_Task brief_. Update the items from the line with "mark every mowed" up to and including the line with "xmin=403 ymin=185 xmax=500 ymax=249" by replacing "mowed grass" with "trimmed lawn" and keeping everything else the same. Leave the pictures out of your answer.

_Data entries_.
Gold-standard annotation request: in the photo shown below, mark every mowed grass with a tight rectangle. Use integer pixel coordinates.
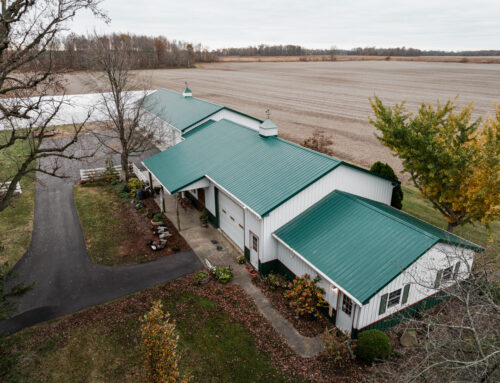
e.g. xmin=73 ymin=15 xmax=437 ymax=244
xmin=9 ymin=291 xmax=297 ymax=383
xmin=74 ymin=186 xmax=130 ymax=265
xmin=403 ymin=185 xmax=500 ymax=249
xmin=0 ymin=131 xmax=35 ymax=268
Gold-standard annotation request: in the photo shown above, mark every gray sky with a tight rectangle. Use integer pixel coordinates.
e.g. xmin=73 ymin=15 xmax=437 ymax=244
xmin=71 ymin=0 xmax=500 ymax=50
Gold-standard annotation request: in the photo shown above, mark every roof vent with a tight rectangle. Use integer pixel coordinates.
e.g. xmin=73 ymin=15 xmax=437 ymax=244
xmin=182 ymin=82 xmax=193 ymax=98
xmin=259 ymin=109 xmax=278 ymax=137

---

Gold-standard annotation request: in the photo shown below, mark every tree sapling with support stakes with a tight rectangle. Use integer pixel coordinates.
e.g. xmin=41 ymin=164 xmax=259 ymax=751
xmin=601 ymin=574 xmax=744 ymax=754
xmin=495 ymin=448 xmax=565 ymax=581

_Correct output_.
Gold-standard annotation request: in the photo shown below, mark every trimmed lawn with a tight rectangle. Use integer pixel coordinates.
e.g. xmin=73 ymin=15 xmax=437 ymax=244
xmin=9 ymin=291 xmax=297 ymax=383
xmin=74 ymin=186 xmax=130 ymax=265
xmin=403 ymin=185 xmax=500 ymax=249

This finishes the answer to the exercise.